Extracted text below:

How the art world works for art photography?

Started 4 months ago | Discussions thread
linux99 Senior Member • Posts: 2,151
Re: It's 100% the same for artists in any medium

Toronto Photography wrote:

lilBuddha wrote:

linux99 wrote:

lilBuddha wrote:

linux99 wrote:

newnorm wrote:

The more I browse through some galleries' collection online or auction houses, the more I see some outrageous prices on photography prints. Often, those photographers/the creator were long dead. ie, Ansel Adams, etc. I'm talking specifically about photography and not some paintings or sculptures. Still, I think the narrative is almost the same regardless of the medium.

Some photos were priced outrageously. I think when those photographers are still alive, they will never sell their prints at that price.

Anybody have opinions/experience in how the photography art world works? Please enlighten me.

edited: I just read that the family of a deceased artist will be getting the percentage as well, but only if the sales involve an auction house, a dealer, or a gallery.

It's 100% the same for artists in any medium. As soon as they die the value of their work increases many fold.

End of Extracted text.

* **Activity list**
1. From the forum thread on the photography art world, copy word for word the part that opens with the words containing "The more I browse" and closes with "Please enlighten me.".
2. In the forum thread about the photography art world, what must a sale involve for a deceased artist's family to receive a percentage?

Data below below:

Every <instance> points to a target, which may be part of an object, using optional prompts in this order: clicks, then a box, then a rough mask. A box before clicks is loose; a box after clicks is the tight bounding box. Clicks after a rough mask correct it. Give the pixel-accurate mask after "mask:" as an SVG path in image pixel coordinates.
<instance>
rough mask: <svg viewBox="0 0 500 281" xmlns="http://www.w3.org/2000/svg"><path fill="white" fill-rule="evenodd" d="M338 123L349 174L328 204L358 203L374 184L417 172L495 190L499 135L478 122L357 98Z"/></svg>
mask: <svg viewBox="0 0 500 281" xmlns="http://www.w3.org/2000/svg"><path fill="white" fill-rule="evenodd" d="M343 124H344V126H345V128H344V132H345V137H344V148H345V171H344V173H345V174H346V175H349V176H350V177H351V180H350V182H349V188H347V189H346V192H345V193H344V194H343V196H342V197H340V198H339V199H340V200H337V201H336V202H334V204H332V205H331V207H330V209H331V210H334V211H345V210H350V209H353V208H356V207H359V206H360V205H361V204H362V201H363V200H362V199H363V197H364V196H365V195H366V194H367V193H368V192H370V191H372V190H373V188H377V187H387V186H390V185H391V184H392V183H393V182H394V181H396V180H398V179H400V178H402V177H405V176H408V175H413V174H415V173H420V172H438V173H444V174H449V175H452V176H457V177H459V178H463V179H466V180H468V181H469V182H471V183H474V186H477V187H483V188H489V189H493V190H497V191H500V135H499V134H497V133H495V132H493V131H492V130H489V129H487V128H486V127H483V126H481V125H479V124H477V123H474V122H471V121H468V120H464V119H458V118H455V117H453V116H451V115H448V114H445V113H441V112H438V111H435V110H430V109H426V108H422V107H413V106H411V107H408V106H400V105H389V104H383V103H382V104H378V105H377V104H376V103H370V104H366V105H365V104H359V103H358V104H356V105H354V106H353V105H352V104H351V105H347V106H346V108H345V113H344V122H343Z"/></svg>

End of Data below.

* **Responses by task**
1.
The more I browse through some galleries' collection online or auction houses, the more I see some outrageous prices on photography prints. Often, those photographers/the creator were long dead. ie, Ansel Adams, etc. I'm talking specifically about photography and not some paintings or sculptures. Still, I think the narrative is almost the same regardless of the medium.

Some photos were priced outrageously. I think when those photographers are still alive, they will never sell their prints at that price.

Anybody have opinions/experience in how the photography art world works? Please enlighten me.

2. The sale must involve an auction house, a dealer, or a gallery.